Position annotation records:
begin

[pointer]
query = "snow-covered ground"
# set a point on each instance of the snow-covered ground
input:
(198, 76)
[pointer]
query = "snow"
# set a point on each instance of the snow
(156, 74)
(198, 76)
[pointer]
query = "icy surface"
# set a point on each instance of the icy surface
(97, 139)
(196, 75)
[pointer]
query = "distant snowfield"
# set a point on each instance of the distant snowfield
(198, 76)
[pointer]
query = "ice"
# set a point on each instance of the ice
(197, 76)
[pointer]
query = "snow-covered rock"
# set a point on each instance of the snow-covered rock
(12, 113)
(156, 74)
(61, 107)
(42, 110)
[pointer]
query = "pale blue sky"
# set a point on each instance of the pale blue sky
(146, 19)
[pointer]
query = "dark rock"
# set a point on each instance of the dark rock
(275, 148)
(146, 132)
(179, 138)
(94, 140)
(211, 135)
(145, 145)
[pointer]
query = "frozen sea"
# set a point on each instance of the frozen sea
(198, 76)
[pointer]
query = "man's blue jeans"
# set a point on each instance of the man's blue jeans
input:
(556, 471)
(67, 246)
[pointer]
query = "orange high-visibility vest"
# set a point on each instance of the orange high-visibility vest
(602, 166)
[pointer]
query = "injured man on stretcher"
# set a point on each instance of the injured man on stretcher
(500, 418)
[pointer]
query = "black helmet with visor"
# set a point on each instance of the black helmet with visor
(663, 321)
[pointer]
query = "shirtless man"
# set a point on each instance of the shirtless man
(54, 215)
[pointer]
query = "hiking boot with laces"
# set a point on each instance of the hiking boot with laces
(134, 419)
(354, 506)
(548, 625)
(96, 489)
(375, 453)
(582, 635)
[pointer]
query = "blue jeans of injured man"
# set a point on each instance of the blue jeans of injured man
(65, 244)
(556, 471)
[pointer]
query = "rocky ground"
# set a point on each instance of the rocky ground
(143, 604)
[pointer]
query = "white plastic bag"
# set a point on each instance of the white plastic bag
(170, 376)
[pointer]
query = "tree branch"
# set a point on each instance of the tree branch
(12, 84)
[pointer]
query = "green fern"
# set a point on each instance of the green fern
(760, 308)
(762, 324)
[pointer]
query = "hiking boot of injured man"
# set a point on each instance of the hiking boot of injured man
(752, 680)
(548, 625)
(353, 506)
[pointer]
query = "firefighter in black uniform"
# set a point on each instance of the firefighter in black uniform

end

Task goal: Repeat all of the entries exactly.

Answer below:
[pointer]
query = "snow-covered ground"
# set a point on each instance of the snow-covered ground
input:
(198, 76)
[pointer]
query = "snow"
# set a point on each instance of the snow
(156, 74)
(198, 76)
[pointer]
query = "icy surface"
# set a point on each instance of the icy surface
(97, 139)
(196, 75)
[pointer]
query = "distant snowfield"
# set a point on each instance of the distant snowfield
(198, 76)
[pointer]
query = "ice"
# set a point on each instance of the ice
(197, 76)
[pointer]
query = "snow-covered rock"
# set a point on each instance of the snow-covered rock
(12, 113)
(156, 74)
(61, 107)
(42, 110)
[pointer]
query = "pale blue sky"
# set a point on each instance of the pale blue sky
(146, 19)
[pointer]
query = "dark rock"
# set a point on each instance of the dark rock
(275, 148)
(146, 132)
(179, 138)
(94, 140)
(211, 135)
(145, 145)
[pointer]
query = "frozen sea"
# set a point on each instance of the frozen sea
(198, 76)
[pointer]
query = "man's blue jeans"
# set a point on each instance of the man's blue jeans
input:
(556, 471)
(67, 246)
[pointer]
query = "orange high-visibility vest"
# set a point on each instance of the orange high-visibility vest
(602, 166)
[pointer]
query = "injured man on stretcher"
# set a point on each instance of the injured man on stretcher
(500, 418)
[pointer]
query = "black helmet with visor"
# set a point on each instance of the black helmet with visor
(663, 321)
[pointer]
query = "shirtless man"
# set a point on each instance of the shirtless man
(54, 215)
[pointer]
query = "hiking boot with laces"
# set a point on each instance of the hiking boot with laces
(134, 419)
(354, 506)
(548, 625)
(96, 489)
(375, 453)
(582, 635)
[pointer]
query = "blue jeans of injured man"
# set a point on each instance of the blue jeans of injured man
(65, 244)
(556, 471)
[pointer]
query = "rocky ground"
# set a point on each instance of the rocky ground
(143, 604)
[pointer]
query = "white plastic bag"
# set a point on each instance of the white plastic bag
(170, 376)
[pointer]
query = "tree branch"
# set a point on each instance of the tree branch
(12, 84)
[pointer]
query = "green fern"
# set a point on each instance of the green fern
(760, 308)
(762, 324)
[pointer]
query = "hiking boot of injured man"
# set a point on each instance of the hiking boot of injured man
(752, 680)
(548, 625)
(353, 506)
[pointer]
query = "firefighter in black uniform"
# set a point on each instance of the firefighter in black uniform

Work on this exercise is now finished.